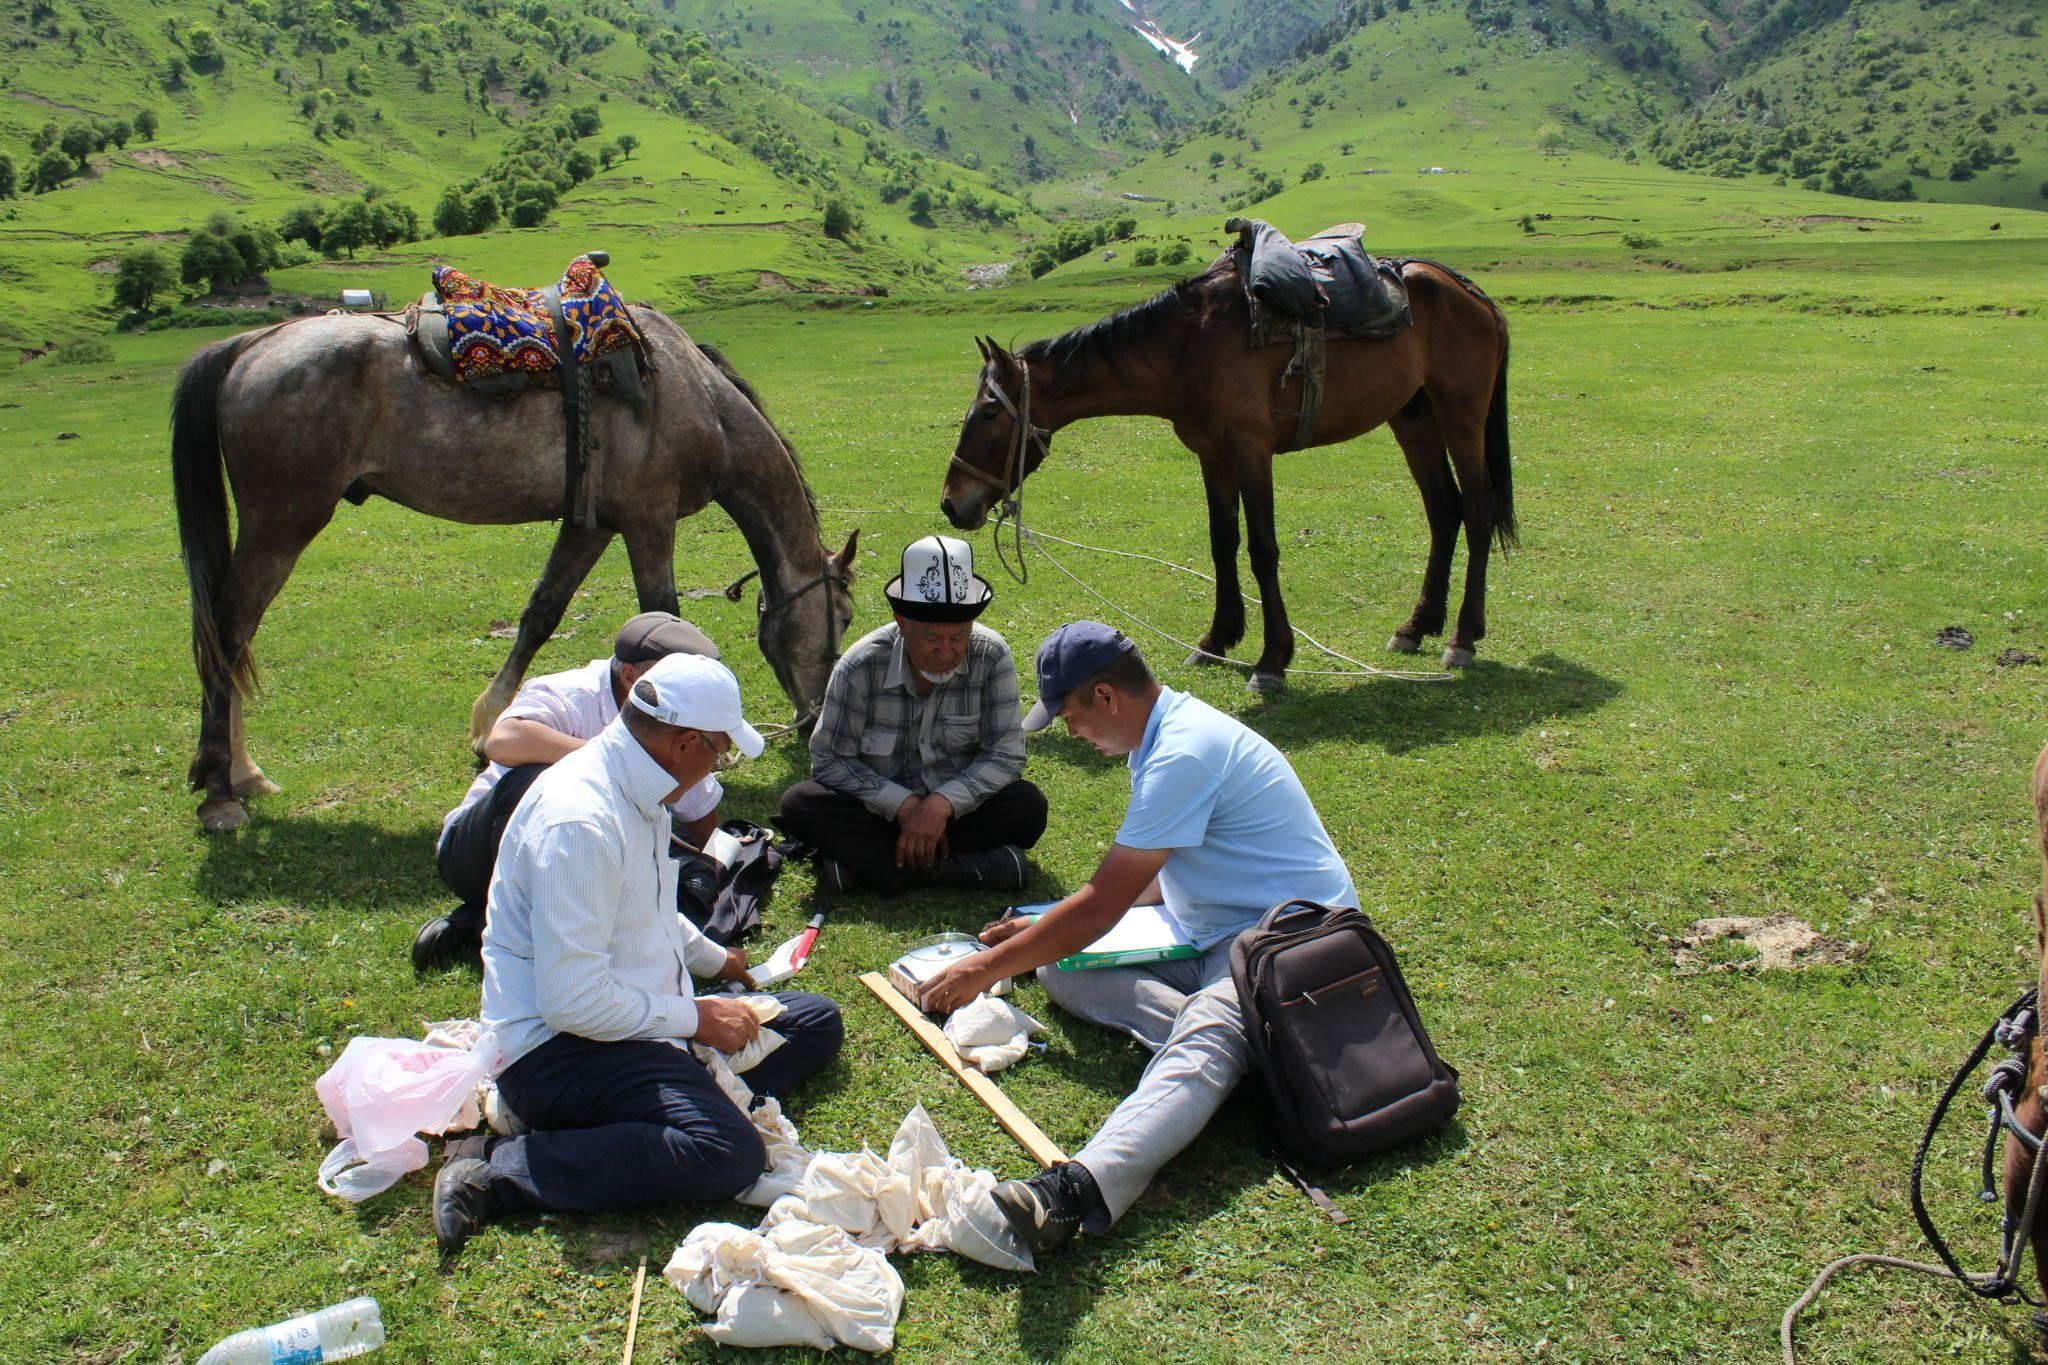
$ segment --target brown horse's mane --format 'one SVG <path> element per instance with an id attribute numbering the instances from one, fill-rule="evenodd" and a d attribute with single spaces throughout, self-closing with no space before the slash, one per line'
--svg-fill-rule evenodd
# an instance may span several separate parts
<path id="1" fill-rule="evenodd" d="M 1057 398 L 1072 388 L 1090 369 L 1106 364 L 1125 379 L 1128 352 L 1168 335 L 1178 324 L 1195 316 L 1193 295 L 1215 269 L 1192 275 L 1161 290 L 1142 303 L 1134 303 L 1106 318 L 1062 332 L 1044 341 L 1034 341 L 1017 352 L 1024 360 L 1042 360 L 1052 369 L 1046 394 Z"/>

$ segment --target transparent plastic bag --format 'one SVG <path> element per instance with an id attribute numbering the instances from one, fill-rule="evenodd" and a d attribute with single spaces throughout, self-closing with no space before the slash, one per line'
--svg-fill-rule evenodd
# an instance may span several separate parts
<path id="1" fill-rule="evenodd" d="M 496 1049 L 409 1038 L 352 1038 L 313 1083 L 342 1141 L 320 1167 L 320 1188 L 361 1202 L 427 1164 L 421 1133 L 442 1133 L 473 1103 Z"/>

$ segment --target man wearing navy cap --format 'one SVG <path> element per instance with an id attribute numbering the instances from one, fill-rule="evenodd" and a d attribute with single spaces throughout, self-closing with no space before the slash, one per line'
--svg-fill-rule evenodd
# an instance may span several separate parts
<path id="1" fill-rule="evenodd" d="M 895 619 L 833 668 L 812 780 L 776 823 L 818 850 L 828 891 L 1022 890 L 1045 794 L 1022 777 L 1016 661 L 975 621 L 995 594 L 966 541 L 926 536 L 882 595 Z"/>
<path id="2" fill-rule="evenodd" d="M 935 980 L 922 1001 L 951 1010 L 1005 977 L 1037 969 L 1070 1013 L 1127 1033 L 1152 1060 L 1072 1161 L 996 1187 L 998 1207 L 1034 1251 L 1106 1230 L 1188 1143 L 1250 1067 L 1230 979 L 1230 945 L 1282 901 L 1358 904 L 1351 874 L 1280 751 L 1233 717 L 1162 687 L 1137 646 L 1099 621 L 1061 626 L 1038 650 L 1038 704 L 1105 754 L 1126 754 L 1131 804 L 1088 884 L 1036 921 L 983 931 L 992 951 Z M 1107 933 L 1133 905 L 1162 905 L 1198 957 L 1062 971 L 1052 965 Z"/>

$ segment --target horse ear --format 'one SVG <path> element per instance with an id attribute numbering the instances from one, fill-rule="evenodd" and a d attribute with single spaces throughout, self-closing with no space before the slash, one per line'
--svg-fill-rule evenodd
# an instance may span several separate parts
<path id="1" fill-rule="evenodd" d="M 860 546 L 860 527 L 853 528 L 853 534 L 846 538 L 846 547 L 832 556 L 832 563 L 839 570 L 841 578 L 853 577 L 853 554 Z"/>
<path id="2" fill-rule="evenodd" d="M 994 356 L 989 354 L 987 337 L 976 337 L 974 339 L 974 349 L 981 352 L 981 358 L 984 362 L 995 359 Z"/>

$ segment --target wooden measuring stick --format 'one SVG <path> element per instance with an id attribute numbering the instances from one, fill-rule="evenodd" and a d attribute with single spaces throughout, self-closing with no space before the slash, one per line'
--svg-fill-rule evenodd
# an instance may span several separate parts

= Instructions for the task =
Would you set down each line of the data exactly, with no images included?

= Reply to the exercise =
$ segment --target brown horse's mane --format 'one SVG <path> element per instance with an id attribute numbering the instances from one, fill-rule="evenodd" and a d attribute with single spaces throughout, self-closing with no space before the slash, one per line'
--svg-fill-rule evenodd
# an instance may span several separate parts
<path id="1" fill-rule="evenodd" d="M 1057 398 L 1072 388 L 1090 369 L 1106 364 L 1125 379 L 1128 352 L 1168 335 L 1178 324 L 1195 316 L 1193 295 L 1215 269 L 1192 275 L 1161 290 L 1142 303 L 1134 303 L 1106 318 L 1062 332 L 1044 341 L 1034 341 L 1017 352 L 1024 360 L 1042 360 L 1052 369 L 1046 394 Z"/>

$ segment --target transparent plastic bag --format 'one SVG <path> element per instance with an id attribute numbering the instances from one, fill-rule="evenodd" and a d attribute with single spaces throughout, self-closing with no space before the slash, one per line'
--svg-fill-rule evenodd
# an instance may span several separate parts
<path id="1" fill-rule="evenodd" d="M 496 1049 L 409 1038 L 352 1038 L 313 1083 L 342 1141 L 320 1167 L 320 1188 L 361 1202 L 427 1164 L 421 1133 L 442 1133 L 473 1103 Z"/>

$ segment --target man wearing navy cap --format 'one SVG <path> element per instance with an id attribute numbering the instances from one, fill-rule="evenodd" and a d attribute with single spaces throughout, self-closing with no space before the slash, one per line'
--svg-fill-rule evenodd
# an instance may span several separate parts
<path id="1" fill-rule="evenodd" d="M 895 619 L 833 668 L 812 780 L 776 823 L 818 850 L 828 891 L 1022 890 L 1045 794 L 1022 777 L 1016 661 L 975 621 L 995 594 L 966 541 L 926 536 L 882 595 Z"/>
<path id="2" fill-rule="evenodd" d="M 935 980 L 922 1001 L 951 1010 L 1005 977 L 1037 969 L 1070 1013 L 1127 1033 L 1152 1060 L 1072 1161 L 996 1187 L 998 1207 L 1034 1251 L 1106 1230 L 1188 1143 L 1250 1067 L 1230 979 L 1230 945 L 1282 901 L 1358 904 L 1351 874 L 1280 751 L 1233 717 L 1162 687 L 1137 646 L 1099 621 L 1061 626 L 1038 650 L 1038 704 L 1105 754 L 1126 754 L 1131 804 L 1088 884 L 1036 921 L 983 931 L 992 951 Z M 1107 933 L 1133 905 L 1162 905 L 1198 957 L 1062 971 L 1052 965 Z"/>

$ segment --target horse ear --format 'one SVG <path> element per instance with an id attribute numbering the instances from one, fill-rule="evenodd" and a d attribute with single spaces throughout, self-closing with no space before the slash, one per line'
--svg-fill-rule evenodd
# an instance may span several separate parts
<path id="1" fill-rule="evenodd" d="M 860 546 L 860 527 L 853 528 L 853 534 L 846 538 L 846 547 L 832 556 L 832 563 L 839 570 L 841 578 L 853 577 L 853 554 Z"/>
<path id="2" fill-rule="evenodd" d="M 994 356 L 989 354 L 987 337 L 976 337 L 974 339 L 974 349 L 981 352 L 981 358 L 984 362 L 995 359 Z"/>

$ segment --target wooden measuring stick --format 'one SVG <path> element per instance with an id attribute numbering the instances from one, fill-rule="evenodd" and a d attribute with single spaces throughout, self-closing with no space before the slash, one per line'
--svg-fill-rule evenodd
# an instance may span several separate parts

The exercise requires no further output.